>> start PAGE TEXT

Wear of appurtenances

Found in Section 29.12 Page 278

Applies to Gender Both



Appurtenances are devices affixed to service or suspension ribbons, or worn in lieu of medals or ribbons. They are worn to denote an additional award, participation in a specific event, or some other distinguishing characteristic of an award. The following appurtenances are authorized for wear on decorations, medals, ribbons and other awards, when authorized by appropriate authority. When more than one appurtenance is worn, soldiers will ensure all devices are centered on the ribbon. (See AR 600–8–22 for additional information.)

a. Oak leaf clusters.

(1) A bronze twig of four oak leaves with three acorns on each stem is worn to denote award of second and succeeding awards of decorations (other than the Air Medal), the Army Reserve Components Achievement Medal, and unit awards. A silver oak leaf cluster is worn in lieu of five bronze oak leaf clusters. It is worn to the wearer’s right of a bronze oak leaf cluster and to the left of the “V” device. Oak leaf clusters, 5/16 inch in length, are worn on service ribbons, the suspension ribbon of miniature medals, and unit awards. Oak leaf clusters, 13/32 inch in length, are worn on the suspension ribbon of full-size medals. Oak leaf clusters 5/16 inch in length, joined together in series of two, three, and four clusters, are authorized for optional purchase and wear on service ribbons and unit award emblems. Personnel wear oak leaf clusters centered on the service ribbon and suspension ribbon, with the stems of the leaves pointing to the wearer’s right. If four oak leaf clusters are worn on the suspension ribbon on either full-size or miniature medals, the fourth one is placed above the middle one in the row of three. No more than four oak leaf clusters can be worn side-by-side on service ribbons.

(2) If the number of authorized oak leaf clusters exceeds four and will not fit on a single ribbon, a second ribbon is authorized for wear. When the second ribbon is worn, it is placed after the first ribbon; the second ribbon counts as one award. Personnel may wear no more than four oak leaf clusters on each ribbon. If the receipt of future awards reduces the number of oak leaf clusters sufficiently (that is, a silver oak leaf for five awards), personnel will remove the second ribbon and place the appropriate number of devices on a single ribbon.

b. “V” device. The “V” device is a bronze block letter, “V,” 1⁄4 inch high. It is worn to denote participation in acts of heroism involving conflict with an armed enemy. The “V” device is worn centered on the suspension ribbon and service ribbon on the Air Medal, Bronze Star Medal, Army Commendation Medal, and the Joint Service Commenda- tion Medal. Not more than one “V” device is worn on a ribbon. When worn with an oak leaf cluster or numerals, the “V” device is worn on the wearer’s right.

>> end PAGE TEXT
>> start ROWS

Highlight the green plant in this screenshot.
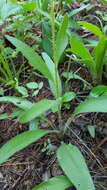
[70,22,107,85]
[0,0,95,190]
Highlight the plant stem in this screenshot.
[51,0,59,98]
[51,0,62,130]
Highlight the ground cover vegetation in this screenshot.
[0,0,107,190]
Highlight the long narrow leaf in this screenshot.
[78,22,104,38]
[32,176,72,190]
[0,129,54,163]
[42,53,62,97]
[57,144,95,190]
[6,35,53,80]
[94,36,107,75]
[0,96,33,110]
[56,15,68,63]
[70,38,95,68]
[74,96,107,116]
[19,99,56,123]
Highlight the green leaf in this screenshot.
[94,35,107,77]
[89,85,107,98]
[0,88,4,96]
[0,129,54,163]
[74,96,107,116]
[62,72,91,86]
[22,1,36,11]
[42,53,62,97]
[0,96,33,110]
[26,82,38,89]
[32,176,72,190]
[6,35,53,80]
[19,99,57,123]
[16,86,28,97]
[32,90,39,97]
[38,82,43,90]
[70,38,94,67]
[78,22,104,38]
[61,92,76,102]
[57,144,95,190]
[87,125,95,138]
[56,15,68,63]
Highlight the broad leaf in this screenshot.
[56,15,68,63]
[94,36,107,77]
[32,176,72,190]
[74,96,107,116]
[0,129,54,163]
[57,144,95,190]
[70,38,94,67]
[19,99,56,123]
[42,53,62,97]
[89,85,107,98]
[0,96,33,110]
[78,22,104,38]
[6,35,53,80]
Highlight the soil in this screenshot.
[0,1,107,190]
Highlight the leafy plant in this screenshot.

>> end ROWS

## WHAT YOU WILL DO
List the medals on which the text about wearing appurtenances says the "V" device is worn.

## EXPECTED ANSWER
Air Medal
Bronze Star Medal
Army Commendation Medal
Joint Service Commendation Medal